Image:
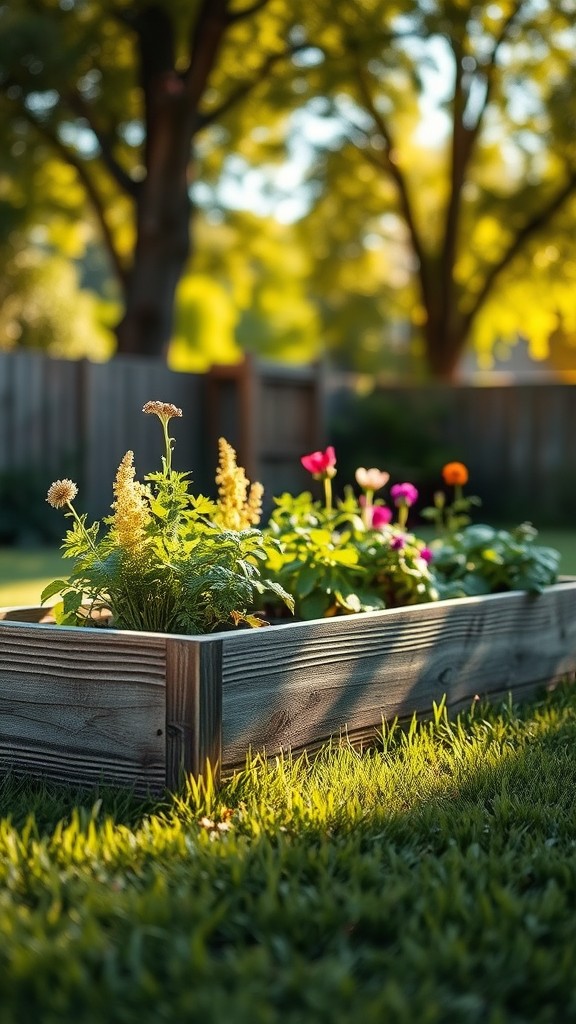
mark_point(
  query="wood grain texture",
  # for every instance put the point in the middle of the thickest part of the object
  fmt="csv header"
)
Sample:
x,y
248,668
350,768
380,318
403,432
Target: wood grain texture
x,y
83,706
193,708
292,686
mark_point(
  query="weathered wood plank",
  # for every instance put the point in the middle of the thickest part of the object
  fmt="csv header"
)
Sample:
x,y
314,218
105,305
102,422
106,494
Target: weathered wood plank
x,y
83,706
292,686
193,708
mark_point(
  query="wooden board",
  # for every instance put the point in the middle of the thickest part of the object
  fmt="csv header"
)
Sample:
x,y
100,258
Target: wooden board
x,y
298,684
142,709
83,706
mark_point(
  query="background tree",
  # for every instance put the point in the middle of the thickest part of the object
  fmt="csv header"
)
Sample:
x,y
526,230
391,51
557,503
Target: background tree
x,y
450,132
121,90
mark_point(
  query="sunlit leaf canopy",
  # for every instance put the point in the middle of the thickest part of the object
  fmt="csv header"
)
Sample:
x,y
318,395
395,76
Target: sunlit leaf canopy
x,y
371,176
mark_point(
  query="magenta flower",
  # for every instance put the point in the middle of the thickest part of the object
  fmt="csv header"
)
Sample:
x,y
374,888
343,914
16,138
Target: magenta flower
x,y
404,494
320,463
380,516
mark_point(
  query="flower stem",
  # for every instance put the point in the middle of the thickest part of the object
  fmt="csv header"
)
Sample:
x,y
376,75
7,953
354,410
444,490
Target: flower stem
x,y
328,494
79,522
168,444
* * *
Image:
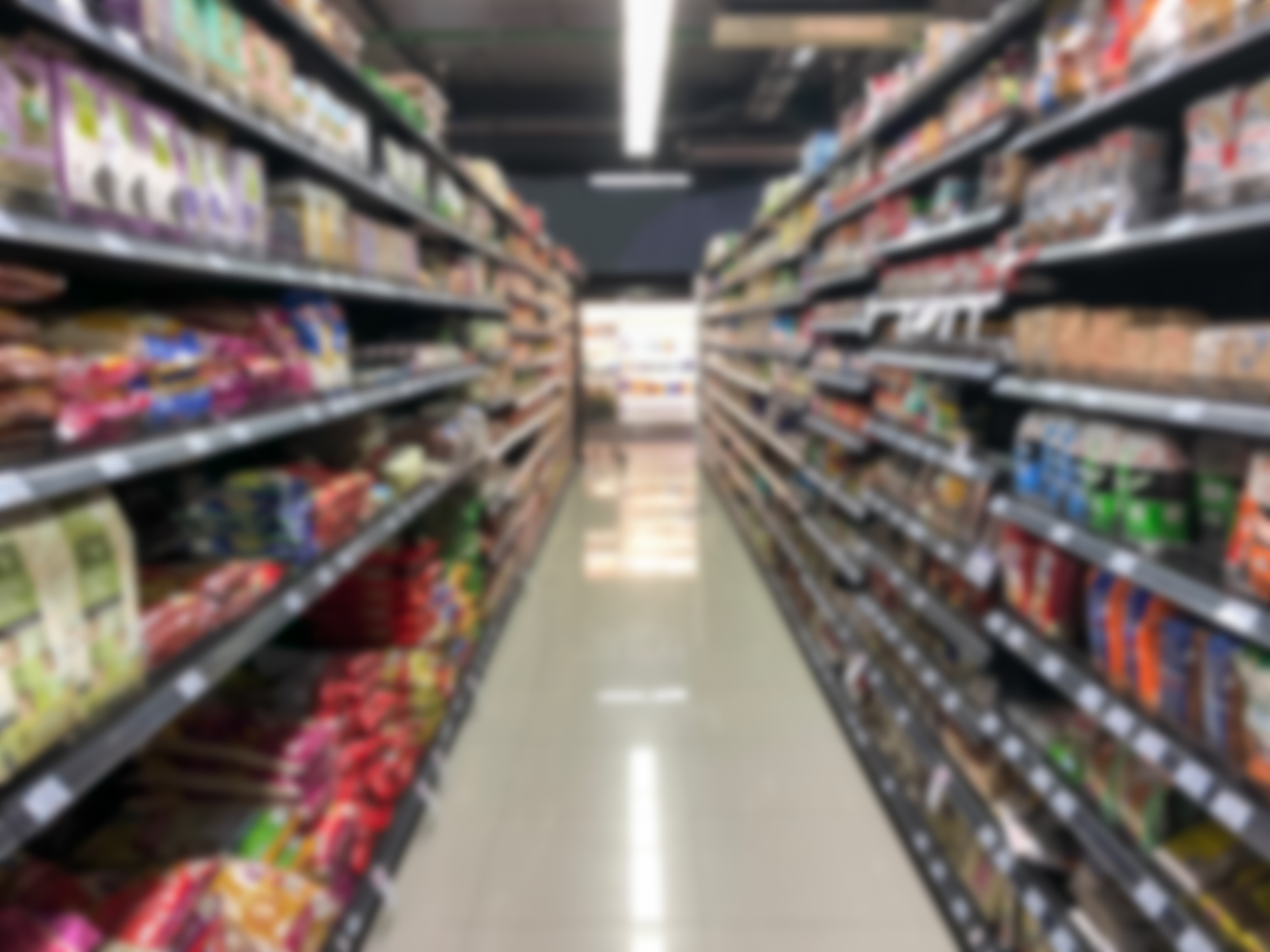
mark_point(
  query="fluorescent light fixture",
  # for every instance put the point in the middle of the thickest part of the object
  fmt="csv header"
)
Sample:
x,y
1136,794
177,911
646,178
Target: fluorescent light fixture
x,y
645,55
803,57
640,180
==
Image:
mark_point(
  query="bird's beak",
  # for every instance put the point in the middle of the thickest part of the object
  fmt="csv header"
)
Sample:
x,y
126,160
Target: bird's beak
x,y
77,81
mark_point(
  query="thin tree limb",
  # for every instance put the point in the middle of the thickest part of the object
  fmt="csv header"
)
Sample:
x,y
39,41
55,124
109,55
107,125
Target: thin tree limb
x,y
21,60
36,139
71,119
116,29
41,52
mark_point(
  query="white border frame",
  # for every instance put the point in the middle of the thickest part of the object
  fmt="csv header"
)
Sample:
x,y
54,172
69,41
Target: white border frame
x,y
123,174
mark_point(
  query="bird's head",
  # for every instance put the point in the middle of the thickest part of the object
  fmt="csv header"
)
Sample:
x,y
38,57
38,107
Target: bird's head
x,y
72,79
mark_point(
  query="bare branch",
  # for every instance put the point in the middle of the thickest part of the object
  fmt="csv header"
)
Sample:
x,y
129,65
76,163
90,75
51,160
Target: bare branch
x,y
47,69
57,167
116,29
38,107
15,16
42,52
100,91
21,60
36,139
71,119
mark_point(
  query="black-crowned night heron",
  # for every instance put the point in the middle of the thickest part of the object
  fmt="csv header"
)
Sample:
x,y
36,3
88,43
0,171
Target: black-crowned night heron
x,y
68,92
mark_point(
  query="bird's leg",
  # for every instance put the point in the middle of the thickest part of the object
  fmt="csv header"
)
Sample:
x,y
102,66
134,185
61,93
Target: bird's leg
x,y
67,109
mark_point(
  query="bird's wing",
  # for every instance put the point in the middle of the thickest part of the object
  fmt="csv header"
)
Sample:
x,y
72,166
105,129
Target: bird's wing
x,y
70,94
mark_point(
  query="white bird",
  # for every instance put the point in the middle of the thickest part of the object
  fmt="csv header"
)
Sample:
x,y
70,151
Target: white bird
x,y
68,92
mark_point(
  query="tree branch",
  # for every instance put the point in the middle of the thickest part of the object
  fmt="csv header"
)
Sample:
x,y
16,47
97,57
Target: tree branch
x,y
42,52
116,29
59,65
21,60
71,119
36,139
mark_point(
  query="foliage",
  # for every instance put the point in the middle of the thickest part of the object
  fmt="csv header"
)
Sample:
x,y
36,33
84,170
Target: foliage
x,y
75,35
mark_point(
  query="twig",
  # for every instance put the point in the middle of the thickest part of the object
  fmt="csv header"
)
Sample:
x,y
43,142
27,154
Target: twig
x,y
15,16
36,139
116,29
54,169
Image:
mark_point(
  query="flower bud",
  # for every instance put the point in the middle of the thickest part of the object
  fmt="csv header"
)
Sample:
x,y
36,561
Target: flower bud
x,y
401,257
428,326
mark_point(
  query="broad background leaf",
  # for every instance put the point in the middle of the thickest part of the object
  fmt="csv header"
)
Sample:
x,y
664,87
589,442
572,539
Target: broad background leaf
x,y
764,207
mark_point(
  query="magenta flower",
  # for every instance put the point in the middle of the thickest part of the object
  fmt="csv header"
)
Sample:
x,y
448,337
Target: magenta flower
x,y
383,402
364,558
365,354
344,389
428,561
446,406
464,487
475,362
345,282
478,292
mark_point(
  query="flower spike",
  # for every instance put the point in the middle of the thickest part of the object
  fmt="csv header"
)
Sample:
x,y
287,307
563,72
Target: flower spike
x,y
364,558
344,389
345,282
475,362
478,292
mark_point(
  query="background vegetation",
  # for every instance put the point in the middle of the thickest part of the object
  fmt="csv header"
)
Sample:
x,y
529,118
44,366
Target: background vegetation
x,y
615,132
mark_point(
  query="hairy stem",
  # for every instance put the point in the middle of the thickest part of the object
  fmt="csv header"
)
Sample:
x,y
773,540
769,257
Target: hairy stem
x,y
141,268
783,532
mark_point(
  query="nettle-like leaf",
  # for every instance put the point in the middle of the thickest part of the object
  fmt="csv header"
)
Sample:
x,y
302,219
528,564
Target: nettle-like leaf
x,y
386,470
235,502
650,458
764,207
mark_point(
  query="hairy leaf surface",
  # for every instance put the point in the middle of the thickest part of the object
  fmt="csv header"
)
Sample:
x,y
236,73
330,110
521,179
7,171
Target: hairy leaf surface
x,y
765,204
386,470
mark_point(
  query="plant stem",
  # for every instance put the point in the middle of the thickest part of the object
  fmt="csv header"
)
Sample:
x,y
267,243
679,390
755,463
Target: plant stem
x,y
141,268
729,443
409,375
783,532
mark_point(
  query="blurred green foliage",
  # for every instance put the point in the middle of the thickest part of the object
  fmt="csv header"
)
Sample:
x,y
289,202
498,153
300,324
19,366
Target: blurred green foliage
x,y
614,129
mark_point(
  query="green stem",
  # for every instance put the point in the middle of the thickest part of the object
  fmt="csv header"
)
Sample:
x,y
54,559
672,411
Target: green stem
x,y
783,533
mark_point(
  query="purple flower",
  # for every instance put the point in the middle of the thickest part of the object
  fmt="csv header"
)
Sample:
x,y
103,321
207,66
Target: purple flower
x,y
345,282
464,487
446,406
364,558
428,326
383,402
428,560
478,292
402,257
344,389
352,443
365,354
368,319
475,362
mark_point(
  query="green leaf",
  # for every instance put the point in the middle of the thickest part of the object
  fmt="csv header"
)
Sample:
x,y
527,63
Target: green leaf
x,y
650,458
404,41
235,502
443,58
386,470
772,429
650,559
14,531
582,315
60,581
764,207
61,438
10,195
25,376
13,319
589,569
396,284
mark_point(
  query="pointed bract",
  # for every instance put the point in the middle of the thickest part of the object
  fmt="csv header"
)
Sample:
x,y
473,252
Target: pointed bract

**TASK GOAL**
After the items, list every line in them that contains the string "plank", matching case exactly.

**ANSWER TO THE EXERCISE**
  query="weathered wood plank",
Target: weathered wood plank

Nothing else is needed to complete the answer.